Prompt 1:
Answer these from the Ferrari 333 SP text:
(a) At the October 1st 2000 Magny Cours pit stop, which driver got into the car?
(b) Which team ran the Ferrari 333 SP at the 2001 Rolex 24?
(c) What fastest practice lap time is given for that car?
Prompt 2:
Translate this sentence from the Ferrari 333 SP text into Spanish: "They took podiums whenever they competed and were Champions by some clear margin."
Prompt 3:
Continue the Ferrari 333 SP text from where it stops.

Supplied text:
============
Category Archives: The Blink of An Eye

View From The Top

2000 SRWC Magny Cours

October 1st 2000 at Magny Cours, pit stop for the JMB Giesse Ferrari 333 SP, David Terrien out and Christian Pescatori in, on their way to the fifth victory of the season. They took podiums whenever they competed and were Champions by some clear margin.

John Brooks, November 2013

Eye of the Storm

2001 Rolex 24

Another image of the 333 SP, this time shot during the 2001 Rolex 24. I wrote a while back about this race and had this to say about this fabulous car.

Perhaps the Ferrari 333 SP of Risi Competizione was the most popular choice for the top step of the podium at the race’s end. A hotshot team running the car, a driver line up that consisted of Ralf Kelleners, David Brabham, Eric van de Poele and Allan McNish plus the beautiful, sonorous Ferrari seemed to be the obvious selection. McNish has had his eye on a Rolex since winning his class in 1998 at Daytona, the year before the watches were awarded to all class winners not just the overall victors. Of course we are all too gentlemanly to ever mention this small omission in his career, maybe this would be his best chance to get hold of one the fabled timepieces. Fastest lap in practice of 1:41.118, if not in Qualifying, seemed to support the argument.
============
Dataset content:
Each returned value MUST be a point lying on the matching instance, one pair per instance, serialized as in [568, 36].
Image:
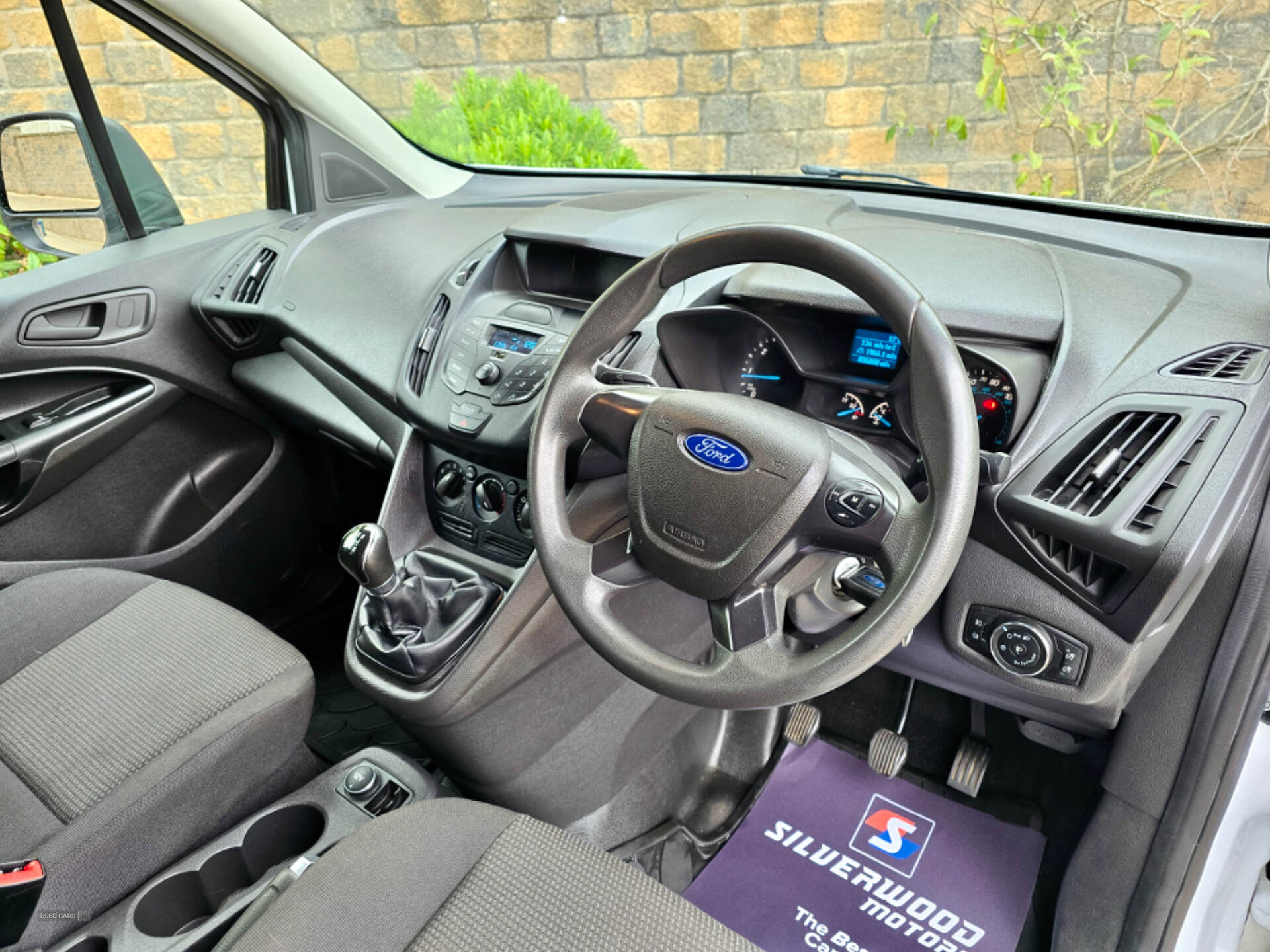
============
Exercise result 1:
(a) Christian Pescatori
(b) Risi Competizione
(c) 1:41.118

Exercise result 2:
Subían al podio cada vez que competían y fueron campeones por un margen bastante claro.

Exercise result 3:
2001 Rolex 24

The race was run in conditions more often found at the Nürburgring than Daytona Beach, cold and grey to start then a deluge, most unlike Florida as we Brits imagine it to be sunny all the time.

More thoughts from the past…………

Most of the photographers showed good sense and stayed either in the warm, dry Benny Khan Media Centre or hid under awnings in the pits. Me? Well, Regis Lefebure and I headed out to the back straight, where we spent several hours trying make some sort of acceptable images in the murk. I reckon he got better results than I.

In this sort of dull stuff it is almost impossible to turn Chicken Shit into Chicken Salad. The 2001 Rolex 24 was a personal landmark for me, it was the last race that I shot entirely on film. By the time I crossed the Atlantic again to shoot the ALMS season opener at Texas I had acquired a Canon D30. Digital had arrived, that genie had escaped and things would be very different. Photographers would go on to be software operators, mind you the crap ones would still be crap.

2001 Rolex 24

On track things took their usual course, hard racing and hard luck.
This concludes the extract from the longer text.